### AIM
Produce an exact copy of all the data below, dropping every image.
## BEGIN DATASET RECORDS
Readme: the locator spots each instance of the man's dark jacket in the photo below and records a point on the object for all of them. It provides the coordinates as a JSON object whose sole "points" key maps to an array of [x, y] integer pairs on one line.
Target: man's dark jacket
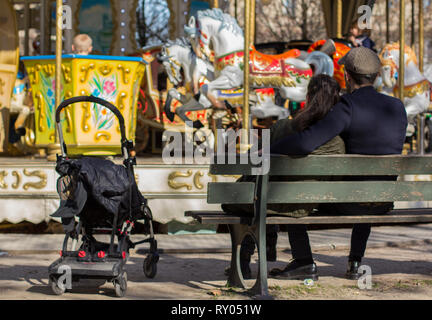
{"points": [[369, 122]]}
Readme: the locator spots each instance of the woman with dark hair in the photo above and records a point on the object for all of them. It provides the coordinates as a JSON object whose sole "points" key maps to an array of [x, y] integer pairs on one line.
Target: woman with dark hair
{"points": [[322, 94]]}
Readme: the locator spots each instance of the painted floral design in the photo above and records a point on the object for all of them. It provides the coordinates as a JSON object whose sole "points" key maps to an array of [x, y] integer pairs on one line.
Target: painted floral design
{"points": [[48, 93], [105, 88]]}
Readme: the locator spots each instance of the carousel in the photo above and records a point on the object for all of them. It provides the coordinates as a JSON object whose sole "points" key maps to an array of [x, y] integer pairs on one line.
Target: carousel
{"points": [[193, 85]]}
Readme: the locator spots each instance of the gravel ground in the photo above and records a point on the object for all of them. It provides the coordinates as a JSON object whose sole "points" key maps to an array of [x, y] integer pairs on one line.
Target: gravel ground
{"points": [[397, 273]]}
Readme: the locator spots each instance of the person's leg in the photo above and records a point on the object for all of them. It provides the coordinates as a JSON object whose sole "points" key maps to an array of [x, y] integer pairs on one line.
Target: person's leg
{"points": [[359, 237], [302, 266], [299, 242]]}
## END DATASET RECORDS
### THE SOLUTION
Readme: the locator spots each instance of the man's dark jacket in the photo below and records a point on the object for all of them. It provides the coordinates as a JSON object whose sole "points" key maps to an array of [x, y] integer pairs on one line.
Target: man's dark jacket
{"points": [[369, 122]]}
Readme: the locator spots each instance of the woman with dark hair in the photo above and records a point on the object for all of them. It provides the coordinates as a JSON object whose sole "points" key maps to an array of [x, y] integer pairs on one line.
Target: woman with dark hair
{"points": [[322, 94]]}
Readme: the locator spots each instance of the painted floral design in the photo above and records a point on the object for all of them. It provides the coordinates as a JSON object whose sole "points" key maps to an array of [x, y] integer pairs on one line.
Target: painted floral design
{"points": [[48, 93], [105, 88]]}
Readme: the locator spots each instance of the carousel in the photo above and records a point on the object for all of them. It provides the coordinates as a JSON object whose sole "points" key maps to an array of [x, y] integer pairs on one line.
Target: carousel
{"points": [[193, 85]]}
Readme: the locator spots each instance of the gravel ground in the photo above and records a point on the object for all of them. It provides the coordinates as a JSON object whose sole "points" key maps to an array of [x, y] integer pairs on one line.
Target: gravel ground
{"points": [[397, 273]]}
Readme: the locator spots each instance of the person's leg in the photo above and records a point on the object for all of them. It provides the coordinates as a JSON object whose sole "points" key maps to an array of [x, y] integer pairs on one line.
Target: person's leg
{"points": [[359, 237], [302, 266], [299, 242]]}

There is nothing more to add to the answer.